## start Working data

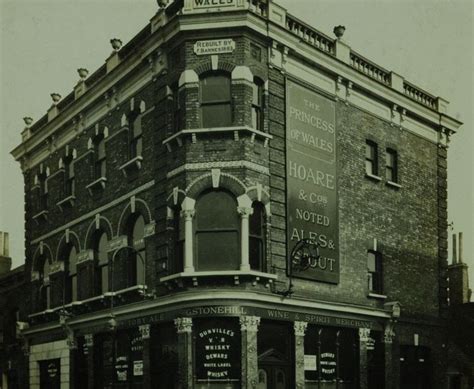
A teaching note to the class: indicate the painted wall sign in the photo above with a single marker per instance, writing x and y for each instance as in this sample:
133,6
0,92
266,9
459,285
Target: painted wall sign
312,180
199,4
217,351
310,363
214,46
328,365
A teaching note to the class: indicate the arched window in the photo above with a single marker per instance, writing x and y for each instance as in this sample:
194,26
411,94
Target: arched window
257,104
217,232
257,237
102,262
136,260
136,135
178,239
216,100
71,274
69,177
100,162
45,289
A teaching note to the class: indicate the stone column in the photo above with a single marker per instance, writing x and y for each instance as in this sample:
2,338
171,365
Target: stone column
245,213
89,343
184,328
249,327
188,240
391,358
300,330
364,336
145,334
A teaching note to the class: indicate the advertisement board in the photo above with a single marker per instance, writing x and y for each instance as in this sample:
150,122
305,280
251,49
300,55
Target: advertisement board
312,209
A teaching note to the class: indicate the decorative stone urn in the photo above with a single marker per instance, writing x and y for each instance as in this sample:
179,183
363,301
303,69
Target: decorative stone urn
83,72
56,97
339,31
116,44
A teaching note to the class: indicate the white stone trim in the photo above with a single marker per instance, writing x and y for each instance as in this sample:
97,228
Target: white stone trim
92,213
219,165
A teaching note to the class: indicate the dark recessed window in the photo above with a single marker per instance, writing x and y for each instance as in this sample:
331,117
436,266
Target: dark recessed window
69,176
177,126
136,135
257,237
216,100
100,162
45,289
217,232
71,275
375,273
371,155
102,262
391,165
43,192
257,104
136,259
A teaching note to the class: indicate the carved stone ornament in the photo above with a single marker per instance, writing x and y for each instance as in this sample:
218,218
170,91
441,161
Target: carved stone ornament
249,323
183,325
364,334
300,328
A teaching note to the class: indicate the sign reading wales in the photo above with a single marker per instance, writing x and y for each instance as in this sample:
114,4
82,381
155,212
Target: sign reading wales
311,179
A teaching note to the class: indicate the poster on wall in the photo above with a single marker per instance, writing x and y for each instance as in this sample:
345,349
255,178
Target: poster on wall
312,209
218,351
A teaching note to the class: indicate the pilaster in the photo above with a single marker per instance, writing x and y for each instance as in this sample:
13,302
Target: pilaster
300,330
184,328
249,328
364,336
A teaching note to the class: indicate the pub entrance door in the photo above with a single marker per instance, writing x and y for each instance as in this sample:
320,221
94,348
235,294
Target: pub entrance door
274,372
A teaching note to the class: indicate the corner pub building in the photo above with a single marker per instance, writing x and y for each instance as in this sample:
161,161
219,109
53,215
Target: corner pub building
165,194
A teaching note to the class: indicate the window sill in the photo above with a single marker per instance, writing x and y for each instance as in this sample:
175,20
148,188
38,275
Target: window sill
236,131
98,184
377,296
393,184
256,276
131,166
373,177
66,202
41,216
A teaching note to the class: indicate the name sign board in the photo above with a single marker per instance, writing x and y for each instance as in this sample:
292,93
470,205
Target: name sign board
214,46
200,4
311,179
218,351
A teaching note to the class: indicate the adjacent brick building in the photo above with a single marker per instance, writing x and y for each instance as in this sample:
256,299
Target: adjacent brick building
235,199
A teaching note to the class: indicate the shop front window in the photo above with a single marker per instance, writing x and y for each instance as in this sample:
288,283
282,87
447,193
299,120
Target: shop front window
217,232
334,355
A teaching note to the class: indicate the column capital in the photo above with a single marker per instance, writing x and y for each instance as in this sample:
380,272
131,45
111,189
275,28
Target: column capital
183,325
388,334
245,211
188,213
300,328
364,334
249,323
144,331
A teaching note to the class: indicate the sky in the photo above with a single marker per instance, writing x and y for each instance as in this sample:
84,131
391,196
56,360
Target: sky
43,42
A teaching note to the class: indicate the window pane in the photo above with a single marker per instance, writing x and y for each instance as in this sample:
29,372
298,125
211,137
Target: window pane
216,115
369,167
215,88
102,247
217,210
371,261
104,272
218,250
72,260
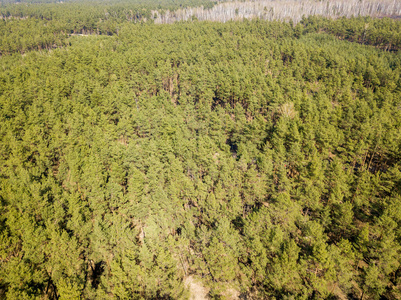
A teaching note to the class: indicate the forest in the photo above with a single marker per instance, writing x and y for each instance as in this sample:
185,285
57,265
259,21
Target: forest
245,159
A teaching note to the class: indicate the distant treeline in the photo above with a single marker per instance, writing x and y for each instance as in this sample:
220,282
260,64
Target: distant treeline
260,159
35,33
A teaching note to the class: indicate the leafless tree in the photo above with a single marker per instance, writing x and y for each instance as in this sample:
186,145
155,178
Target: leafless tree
283,10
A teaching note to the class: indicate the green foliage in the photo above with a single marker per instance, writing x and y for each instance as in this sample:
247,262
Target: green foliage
260,158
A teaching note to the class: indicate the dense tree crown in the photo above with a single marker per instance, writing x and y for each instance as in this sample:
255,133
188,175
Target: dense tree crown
255,158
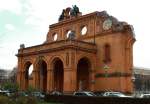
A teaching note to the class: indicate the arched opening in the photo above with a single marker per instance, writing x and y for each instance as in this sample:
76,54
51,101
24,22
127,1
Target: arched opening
42,75
28,74
107,57
83,74
58,75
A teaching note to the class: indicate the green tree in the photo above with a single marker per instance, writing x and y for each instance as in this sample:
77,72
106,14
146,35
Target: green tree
10,86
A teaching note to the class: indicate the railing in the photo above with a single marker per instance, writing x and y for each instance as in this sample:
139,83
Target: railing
66,99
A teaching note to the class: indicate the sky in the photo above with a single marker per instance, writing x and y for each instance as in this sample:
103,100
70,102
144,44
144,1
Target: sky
27,21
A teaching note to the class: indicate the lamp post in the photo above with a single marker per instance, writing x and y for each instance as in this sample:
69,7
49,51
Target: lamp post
106,68
133,81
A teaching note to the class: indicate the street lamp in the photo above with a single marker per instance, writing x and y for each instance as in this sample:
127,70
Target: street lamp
106,67
133,81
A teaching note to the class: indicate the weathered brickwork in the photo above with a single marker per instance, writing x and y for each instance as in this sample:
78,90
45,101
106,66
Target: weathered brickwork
97,54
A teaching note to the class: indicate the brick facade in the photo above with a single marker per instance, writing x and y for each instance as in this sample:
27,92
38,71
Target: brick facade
81,62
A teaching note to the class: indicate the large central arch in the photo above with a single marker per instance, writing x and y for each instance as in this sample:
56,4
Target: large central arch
58,72
83,74
42,75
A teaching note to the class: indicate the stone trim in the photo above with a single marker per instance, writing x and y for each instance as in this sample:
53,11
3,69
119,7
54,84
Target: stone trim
114,74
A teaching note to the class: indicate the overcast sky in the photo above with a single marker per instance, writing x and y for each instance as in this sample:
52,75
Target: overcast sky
27,21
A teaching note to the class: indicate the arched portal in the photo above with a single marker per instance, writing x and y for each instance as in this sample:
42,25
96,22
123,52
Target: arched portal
58,75
42,75
83,74
28,73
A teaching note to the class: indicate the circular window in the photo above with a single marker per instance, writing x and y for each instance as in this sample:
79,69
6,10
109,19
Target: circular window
55,36
68,32
83,30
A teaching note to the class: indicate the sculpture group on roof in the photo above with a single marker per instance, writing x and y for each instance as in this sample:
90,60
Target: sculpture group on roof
69,12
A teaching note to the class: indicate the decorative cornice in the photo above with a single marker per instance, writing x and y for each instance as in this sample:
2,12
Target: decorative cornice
114,74
61,45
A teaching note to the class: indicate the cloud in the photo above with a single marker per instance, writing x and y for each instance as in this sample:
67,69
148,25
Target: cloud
9,27
11,5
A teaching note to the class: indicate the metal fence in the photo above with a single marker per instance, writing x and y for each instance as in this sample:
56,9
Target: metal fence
66,99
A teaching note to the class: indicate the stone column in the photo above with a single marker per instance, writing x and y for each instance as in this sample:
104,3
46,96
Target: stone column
69,80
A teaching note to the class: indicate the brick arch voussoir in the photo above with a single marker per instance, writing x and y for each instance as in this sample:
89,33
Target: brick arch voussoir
36,63
25,64
89,58
53,59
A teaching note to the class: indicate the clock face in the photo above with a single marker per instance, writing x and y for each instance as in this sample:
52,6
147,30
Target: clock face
107,24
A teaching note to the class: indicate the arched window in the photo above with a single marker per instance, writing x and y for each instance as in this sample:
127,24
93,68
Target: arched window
107,57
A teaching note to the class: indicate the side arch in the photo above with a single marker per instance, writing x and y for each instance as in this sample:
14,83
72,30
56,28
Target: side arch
83,74
57,65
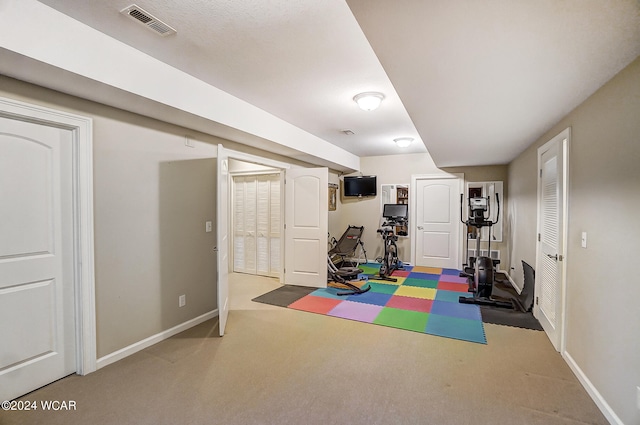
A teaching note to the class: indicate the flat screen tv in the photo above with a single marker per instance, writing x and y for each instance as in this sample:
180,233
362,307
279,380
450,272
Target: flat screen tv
360,186
395,211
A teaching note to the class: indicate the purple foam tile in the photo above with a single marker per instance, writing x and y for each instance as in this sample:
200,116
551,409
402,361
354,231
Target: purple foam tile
356,311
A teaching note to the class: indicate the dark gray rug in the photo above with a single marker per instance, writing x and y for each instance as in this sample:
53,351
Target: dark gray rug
502,289
284,295
506,317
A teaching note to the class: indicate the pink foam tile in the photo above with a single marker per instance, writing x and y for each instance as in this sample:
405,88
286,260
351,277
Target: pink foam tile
451,286
315,304
410,303
356,311
452,279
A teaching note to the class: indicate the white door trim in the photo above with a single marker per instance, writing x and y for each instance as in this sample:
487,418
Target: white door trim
414,207
247,157
83,247
564,138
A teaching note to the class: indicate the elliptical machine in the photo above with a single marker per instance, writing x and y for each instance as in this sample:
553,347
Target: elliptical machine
480,272
394,215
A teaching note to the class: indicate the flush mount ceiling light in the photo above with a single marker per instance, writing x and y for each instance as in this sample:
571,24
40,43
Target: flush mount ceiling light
403,142
368,101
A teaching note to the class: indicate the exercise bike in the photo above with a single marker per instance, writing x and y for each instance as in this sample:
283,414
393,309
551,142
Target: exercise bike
480,270
394,215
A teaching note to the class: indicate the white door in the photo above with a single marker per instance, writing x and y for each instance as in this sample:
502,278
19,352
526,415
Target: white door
37,329
222,248
548,308
437,241
306,226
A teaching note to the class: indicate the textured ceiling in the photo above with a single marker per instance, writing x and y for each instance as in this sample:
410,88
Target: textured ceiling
476,82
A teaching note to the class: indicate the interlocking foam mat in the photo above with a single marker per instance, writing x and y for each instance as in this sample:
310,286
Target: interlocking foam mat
424,299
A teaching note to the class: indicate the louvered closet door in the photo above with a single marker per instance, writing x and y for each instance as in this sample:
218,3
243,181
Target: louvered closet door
274,226
257,224
238,225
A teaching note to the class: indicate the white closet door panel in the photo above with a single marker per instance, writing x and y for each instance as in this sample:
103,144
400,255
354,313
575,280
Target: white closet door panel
250,204
262,257
275,207
275,256
238,225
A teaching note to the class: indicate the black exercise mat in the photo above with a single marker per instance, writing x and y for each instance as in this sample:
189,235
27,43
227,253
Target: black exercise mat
506,317
502,289
284,295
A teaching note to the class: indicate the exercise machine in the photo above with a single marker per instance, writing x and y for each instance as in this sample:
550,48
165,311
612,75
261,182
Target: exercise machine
341,267
394,215
480,270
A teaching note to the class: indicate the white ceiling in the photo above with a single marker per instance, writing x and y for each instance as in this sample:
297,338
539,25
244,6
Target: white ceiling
474,82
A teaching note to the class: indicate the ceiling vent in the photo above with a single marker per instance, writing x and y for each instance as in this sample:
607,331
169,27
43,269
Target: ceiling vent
143,17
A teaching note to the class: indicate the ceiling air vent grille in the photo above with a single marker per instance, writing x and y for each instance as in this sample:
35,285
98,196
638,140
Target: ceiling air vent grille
148,20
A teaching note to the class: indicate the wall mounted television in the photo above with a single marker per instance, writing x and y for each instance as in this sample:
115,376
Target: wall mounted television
359,186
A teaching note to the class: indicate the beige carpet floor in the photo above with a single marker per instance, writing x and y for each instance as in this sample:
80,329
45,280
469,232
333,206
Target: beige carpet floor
281,366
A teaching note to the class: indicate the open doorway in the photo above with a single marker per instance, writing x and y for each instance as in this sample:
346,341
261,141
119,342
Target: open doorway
256,217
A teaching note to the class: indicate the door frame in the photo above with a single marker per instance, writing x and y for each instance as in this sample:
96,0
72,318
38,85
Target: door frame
413,208
564,138
255,159
81,129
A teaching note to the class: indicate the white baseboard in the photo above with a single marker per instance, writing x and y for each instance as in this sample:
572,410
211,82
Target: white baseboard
592,391
154,339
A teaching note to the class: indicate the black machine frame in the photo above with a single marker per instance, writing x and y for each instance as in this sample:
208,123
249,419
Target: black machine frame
394,215
480,270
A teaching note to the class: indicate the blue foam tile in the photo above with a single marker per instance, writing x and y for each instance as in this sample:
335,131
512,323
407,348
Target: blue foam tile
462,311
329,292
450,296
456,328
429,276
371,297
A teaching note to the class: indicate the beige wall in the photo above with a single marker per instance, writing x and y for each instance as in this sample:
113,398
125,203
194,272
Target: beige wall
152,196
602,310
398,169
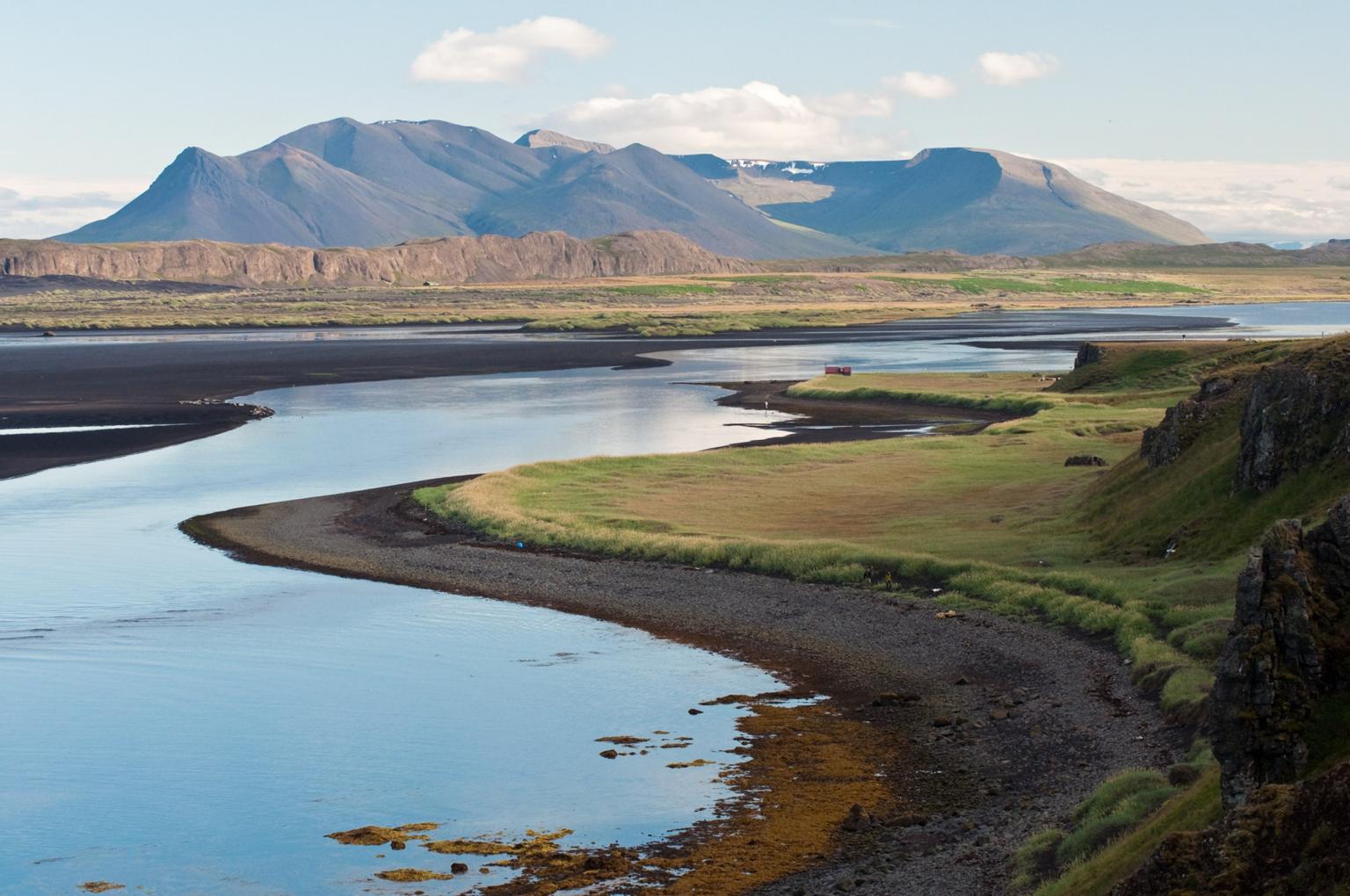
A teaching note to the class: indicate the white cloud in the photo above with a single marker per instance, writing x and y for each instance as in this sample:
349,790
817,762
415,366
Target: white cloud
1012,69
926,87
756,120
853,105
506,53
35,206
1234,200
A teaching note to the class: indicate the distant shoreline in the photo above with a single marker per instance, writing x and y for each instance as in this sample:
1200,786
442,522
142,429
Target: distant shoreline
967,783
96,382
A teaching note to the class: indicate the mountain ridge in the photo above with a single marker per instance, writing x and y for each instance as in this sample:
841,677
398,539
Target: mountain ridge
451,259
343,183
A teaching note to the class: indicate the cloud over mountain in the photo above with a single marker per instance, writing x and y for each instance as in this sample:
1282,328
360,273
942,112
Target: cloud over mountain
505,54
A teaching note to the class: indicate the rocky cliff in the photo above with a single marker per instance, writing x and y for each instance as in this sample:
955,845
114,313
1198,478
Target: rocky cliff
461,259
1184,423
1289,840
1297,415
1289,644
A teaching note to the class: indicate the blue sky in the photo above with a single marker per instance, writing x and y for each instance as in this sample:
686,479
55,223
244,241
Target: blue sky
1229,113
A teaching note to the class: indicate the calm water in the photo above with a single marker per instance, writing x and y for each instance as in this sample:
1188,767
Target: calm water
194,725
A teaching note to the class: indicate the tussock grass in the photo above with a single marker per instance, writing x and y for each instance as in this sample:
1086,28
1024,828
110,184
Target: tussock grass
1097,873
994,520
980,285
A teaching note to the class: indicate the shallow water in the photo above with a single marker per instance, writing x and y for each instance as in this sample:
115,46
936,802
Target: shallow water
185,722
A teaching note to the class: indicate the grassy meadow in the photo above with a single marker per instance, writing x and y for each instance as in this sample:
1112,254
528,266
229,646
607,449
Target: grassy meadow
662,307
1143,558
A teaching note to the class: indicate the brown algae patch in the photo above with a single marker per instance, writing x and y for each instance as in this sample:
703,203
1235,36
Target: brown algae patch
809,770
412,875
535,845
377,835
693,764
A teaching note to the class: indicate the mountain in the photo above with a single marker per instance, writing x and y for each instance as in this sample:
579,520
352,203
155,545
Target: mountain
972,201
343,183
541,138
454,259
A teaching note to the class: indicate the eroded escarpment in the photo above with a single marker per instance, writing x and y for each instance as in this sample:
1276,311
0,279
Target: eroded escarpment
1184,423
1296,415
1288,649
1288,840
451,259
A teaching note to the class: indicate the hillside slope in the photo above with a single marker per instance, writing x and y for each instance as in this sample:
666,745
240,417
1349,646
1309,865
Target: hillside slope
974,201
343,183
456,259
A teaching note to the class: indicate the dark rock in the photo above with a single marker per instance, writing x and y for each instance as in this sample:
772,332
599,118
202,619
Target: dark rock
1288,840
1288,646
1183,775
1088,354
1183,423
859,820
896,699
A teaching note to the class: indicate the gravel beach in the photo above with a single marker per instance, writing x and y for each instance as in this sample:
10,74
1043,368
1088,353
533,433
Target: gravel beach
1007,725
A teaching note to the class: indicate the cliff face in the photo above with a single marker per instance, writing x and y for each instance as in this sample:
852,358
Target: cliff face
1184,423
1288,841
1289,644
461,259
1296,415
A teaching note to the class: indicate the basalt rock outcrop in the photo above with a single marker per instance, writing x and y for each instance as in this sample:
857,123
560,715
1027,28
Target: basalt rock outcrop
460,259
1296,415
1289,646
1289,840
1184,423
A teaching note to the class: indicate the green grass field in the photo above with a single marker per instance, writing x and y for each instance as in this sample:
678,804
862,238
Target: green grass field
1057,285
994,520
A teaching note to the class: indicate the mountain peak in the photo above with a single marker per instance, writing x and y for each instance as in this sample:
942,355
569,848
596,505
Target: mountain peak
541,138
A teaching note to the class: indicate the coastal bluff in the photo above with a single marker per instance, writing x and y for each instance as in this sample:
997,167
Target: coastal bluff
455,259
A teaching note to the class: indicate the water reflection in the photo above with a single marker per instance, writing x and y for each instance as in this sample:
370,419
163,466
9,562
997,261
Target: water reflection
177,719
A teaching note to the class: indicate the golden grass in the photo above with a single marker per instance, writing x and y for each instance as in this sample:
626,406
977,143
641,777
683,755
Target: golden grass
722,302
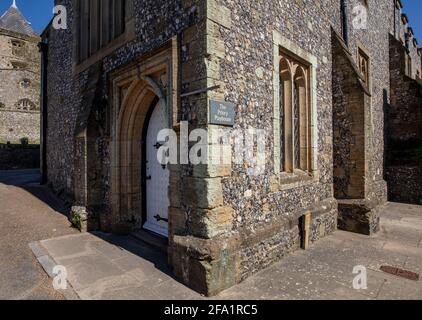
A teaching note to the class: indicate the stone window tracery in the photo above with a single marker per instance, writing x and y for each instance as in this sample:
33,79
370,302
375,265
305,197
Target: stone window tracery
25,105
363,63
25,83
295,114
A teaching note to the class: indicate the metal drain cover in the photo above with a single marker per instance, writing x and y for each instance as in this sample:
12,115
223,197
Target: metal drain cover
400,273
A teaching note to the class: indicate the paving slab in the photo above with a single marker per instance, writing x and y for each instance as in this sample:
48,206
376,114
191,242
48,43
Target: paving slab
109,267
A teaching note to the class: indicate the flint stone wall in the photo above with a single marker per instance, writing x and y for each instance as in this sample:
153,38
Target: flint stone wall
405,184
14,157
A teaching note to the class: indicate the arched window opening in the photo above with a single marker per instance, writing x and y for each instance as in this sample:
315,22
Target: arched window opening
294,115
25,105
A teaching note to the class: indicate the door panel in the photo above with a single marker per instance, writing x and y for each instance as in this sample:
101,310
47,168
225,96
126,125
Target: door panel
157,176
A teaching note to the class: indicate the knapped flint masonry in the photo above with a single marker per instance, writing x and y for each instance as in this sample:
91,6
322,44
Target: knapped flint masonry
19,79
284,67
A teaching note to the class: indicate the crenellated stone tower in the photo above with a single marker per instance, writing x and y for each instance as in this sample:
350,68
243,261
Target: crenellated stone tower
19,78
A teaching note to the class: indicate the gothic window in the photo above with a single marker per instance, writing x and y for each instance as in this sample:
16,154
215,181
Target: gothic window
18,65
100,22
408,66
295,114
363,63
17,47
25,104
25,83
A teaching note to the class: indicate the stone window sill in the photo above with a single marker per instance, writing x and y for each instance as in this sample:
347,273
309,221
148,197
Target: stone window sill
297,179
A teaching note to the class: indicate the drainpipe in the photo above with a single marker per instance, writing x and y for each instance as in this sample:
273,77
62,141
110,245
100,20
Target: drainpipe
345,21
43,47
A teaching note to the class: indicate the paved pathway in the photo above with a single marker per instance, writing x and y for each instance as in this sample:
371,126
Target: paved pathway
28,212
103,266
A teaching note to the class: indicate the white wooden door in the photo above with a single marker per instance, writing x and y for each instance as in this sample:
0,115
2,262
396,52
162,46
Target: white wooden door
157,175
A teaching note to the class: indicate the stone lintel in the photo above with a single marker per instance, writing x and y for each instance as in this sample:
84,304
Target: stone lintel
359,216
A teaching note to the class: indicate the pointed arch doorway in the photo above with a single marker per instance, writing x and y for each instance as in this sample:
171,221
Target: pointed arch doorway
143,96
157,174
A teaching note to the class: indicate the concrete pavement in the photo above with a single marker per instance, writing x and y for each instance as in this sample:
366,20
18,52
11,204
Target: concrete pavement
28,212
102,266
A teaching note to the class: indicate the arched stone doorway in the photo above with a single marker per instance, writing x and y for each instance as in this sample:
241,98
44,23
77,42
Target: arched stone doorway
129,180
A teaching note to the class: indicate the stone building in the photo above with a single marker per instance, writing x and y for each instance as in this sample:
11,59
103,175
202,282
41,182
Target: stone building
313,75
19,78
404,116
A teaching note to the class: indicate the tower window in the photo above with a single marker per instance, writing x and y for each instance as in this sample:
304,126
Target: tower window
295,114
25,104
363,63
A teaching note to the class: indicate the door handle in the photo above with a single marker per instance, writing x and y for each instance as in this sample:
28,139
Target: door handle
159,218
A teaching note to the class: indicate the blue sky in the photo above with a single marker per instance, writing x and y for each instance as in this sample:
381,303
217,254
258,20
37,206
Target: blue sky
39,12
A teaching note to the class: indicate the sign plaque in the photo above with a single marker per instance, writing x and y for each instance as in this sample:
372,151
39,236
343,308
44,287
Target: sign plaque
221,113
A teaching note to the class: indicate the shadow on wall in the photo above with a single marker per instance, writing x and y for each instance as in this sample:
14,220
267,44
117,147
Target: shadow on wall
19,156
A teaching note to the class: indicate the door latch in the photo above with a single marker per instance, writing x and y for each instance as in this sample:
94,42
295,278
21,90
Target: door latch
159,218
158,145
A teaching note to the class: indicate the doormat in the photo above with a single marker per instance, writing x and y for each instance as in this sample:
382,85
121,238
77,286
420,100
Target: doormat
400,273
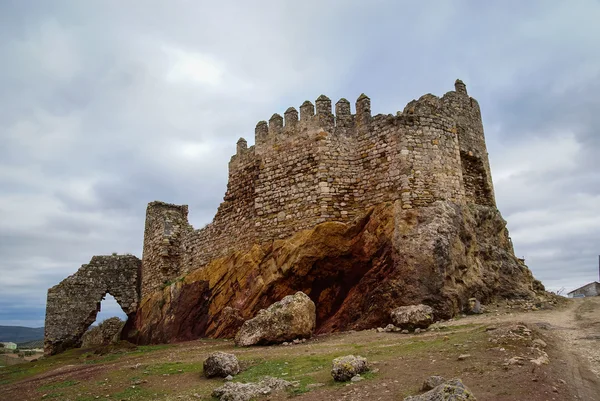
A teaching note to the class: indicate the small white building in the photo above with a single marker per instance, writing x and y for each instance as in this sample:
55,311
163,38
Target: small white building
588,290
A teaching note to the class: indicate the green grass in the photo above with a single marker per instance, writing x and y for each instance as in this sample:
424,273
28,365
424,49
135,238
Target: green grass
53,395
174,368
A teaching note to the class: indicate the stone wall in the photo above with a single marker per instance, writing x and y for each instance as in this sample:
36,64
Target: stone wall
73,304
315,166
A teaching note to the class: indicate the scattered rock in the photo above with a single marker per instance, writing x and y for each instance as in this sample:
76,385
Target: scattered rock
221,364
474,307
106,333
541,360
292,317
452,390
515,360
346,367
413,316
231,391
432,382
230,321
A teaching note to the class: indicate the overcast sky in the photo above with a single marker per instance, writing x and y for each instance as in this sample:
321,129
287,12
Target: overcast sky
108,105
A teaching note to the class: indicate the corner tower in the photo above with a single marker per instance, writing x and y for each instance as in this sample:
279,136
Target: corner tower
477,178
162,254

## end Working data

- _The task_:
From the line holding "A teaching note to the class: indicate the small" through the last line above, reproduce each line exactly and add nothing.

- _The answer_:
A teaching note to the class: indicate the small white building in the photo above with a single marker per instance, writing x and y for each instance as in this sample:
55,311
163,38
Target: small white building
588,290
A teaching note to the class: indicate the green grass in the photo above with a single marker per instance, writing x and y for each instance as in this sample:
424,273
28,365
424,49
135,238
Target: green grass
53,395
174,368
A teaching note to the class: indicate the stone wall in the photo above with a single marker per instance, writing x and y for each instance as in this sample:
36,64
Target: stone wall
73,304
315,166
A teaching note to the class: indicate the scattered rock in the photo above with a single marker per instance, writing x and y for each instance as in this sample:
76,385
Target: scattered rock
221,364
474,307
106,333
541,360
292,317
452,390
515,360
346,367
413,316
231,391
432,382
230,321
A teaching note to the class: indicate the overcast sky in the photo above with a single marker per instance, writing x and y for each instance as in this sample:
321,129
287,12
Target: overcast sky
108,105
A teaching note to the class: indicate the corner tower in the photo above with a single marker per instance, writing x and y for each instance as in this sample:
279,136
Target: corner tower
477,178
162,254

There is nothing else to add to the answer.